_What you are asked to do_
Only the lines holding "shorts" are wanted. Copy every one from the records below.

_Exercise data_
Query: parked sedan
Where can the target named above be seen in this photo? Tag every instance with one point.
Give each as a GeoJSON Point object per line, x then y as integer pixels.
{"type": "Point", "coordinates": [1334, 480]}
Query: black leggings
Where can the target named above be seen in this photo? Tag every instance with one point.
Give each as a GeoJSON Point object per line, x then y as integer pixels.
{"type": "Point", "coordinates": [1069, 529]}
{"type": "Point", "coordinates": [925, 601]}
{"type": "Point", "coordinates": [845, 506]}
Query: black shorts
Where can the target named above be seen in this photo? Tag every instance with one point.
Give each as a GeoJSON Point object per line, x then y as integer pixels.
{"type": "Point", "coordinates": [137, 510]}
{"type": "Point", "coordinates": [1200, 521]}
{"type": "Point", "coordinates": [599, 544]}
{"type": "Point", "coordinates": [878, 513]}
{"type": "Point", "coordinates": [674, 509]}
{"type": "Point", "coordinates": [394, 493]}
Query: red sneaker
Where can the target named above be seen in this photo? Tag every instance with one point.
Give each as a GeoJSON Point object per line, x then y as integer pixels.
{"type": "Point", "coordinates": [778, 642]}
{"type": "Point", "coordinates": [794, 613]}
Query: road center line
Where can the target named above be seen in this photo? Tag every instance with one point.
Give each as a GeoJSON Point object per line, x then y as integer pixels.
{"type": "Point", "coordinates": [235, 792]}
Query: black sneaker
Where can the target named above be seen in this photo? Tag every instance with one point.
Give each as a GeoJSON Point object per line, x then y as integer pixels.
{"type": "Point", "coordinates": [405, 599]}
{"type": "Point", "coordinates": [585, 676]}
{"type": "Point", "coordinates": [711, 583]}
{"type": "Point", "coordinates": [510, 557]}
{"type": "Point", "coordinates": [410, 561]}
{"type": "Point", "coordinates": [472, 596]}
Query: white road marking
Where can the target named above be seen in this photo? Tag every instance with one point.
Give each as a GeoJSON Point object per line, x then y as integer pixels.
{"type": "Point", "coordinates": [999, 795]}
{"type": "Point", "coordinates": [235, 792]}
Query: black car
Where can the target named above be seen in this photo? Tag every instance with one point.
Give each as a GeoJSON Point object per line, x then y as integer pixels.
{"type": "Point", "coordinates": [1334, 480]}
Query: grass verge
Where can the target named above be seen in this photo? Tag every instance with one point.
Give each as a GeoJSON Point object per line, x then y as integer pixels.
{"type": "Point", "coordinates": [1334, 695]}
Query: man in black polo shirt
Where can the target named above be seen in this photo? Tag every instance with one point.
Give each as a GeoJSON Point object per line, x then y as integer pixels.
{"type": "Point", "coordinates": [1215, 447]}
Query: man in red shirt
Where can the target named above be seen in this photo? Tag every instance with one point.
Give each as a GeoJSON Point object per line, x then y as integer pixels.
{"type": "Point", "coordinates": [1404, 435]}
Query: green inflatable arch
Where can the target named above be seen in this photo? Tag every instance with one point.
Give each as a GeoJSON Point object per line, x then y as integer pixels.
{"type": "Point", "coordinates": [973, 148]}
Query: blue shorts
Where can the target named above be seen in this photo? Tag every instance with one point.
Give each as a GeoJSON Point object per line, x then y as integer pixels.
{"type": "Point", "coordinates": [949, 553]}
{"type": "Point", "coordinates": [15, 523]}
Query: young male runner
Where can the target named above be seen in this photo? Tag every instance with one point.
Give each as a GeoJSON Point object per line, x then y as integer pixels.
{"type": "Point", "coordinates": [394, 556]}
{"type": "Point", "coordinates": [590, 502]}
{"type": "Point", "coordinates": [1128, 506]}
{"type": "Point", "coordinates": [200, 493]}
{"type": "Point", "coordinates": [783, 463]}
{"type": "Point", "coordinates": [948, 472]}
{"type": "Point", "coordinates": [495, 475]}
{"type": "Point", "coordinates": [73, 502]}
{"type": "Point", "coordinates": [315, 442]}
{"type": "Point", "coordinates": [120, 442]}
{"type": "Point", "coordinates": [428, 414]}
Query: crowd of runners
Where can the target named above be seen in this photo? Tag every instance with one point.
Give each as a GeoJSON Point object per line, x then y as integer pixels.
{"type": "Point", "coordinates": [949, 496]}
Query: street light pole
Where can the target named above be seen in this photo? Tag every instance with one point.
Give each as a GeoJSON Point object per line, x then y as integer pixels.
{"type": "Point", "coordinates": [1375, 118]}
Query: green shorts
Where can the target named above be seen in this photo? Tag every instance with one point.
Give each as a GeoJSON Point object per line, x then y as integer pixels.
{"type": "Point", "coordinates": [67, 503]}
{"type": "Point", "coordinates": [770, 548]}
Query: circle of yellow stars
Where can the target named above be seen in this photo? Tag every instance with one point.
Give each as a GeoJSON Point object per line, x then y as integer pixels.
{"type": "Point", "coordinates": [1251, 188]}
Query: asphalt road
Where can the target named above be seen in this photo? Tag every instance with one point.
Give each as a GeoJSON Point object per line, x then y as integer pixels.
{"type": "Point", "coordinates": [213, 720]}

_Written solution_
Query: black shorts
Query: blue shorts
Query: green shorts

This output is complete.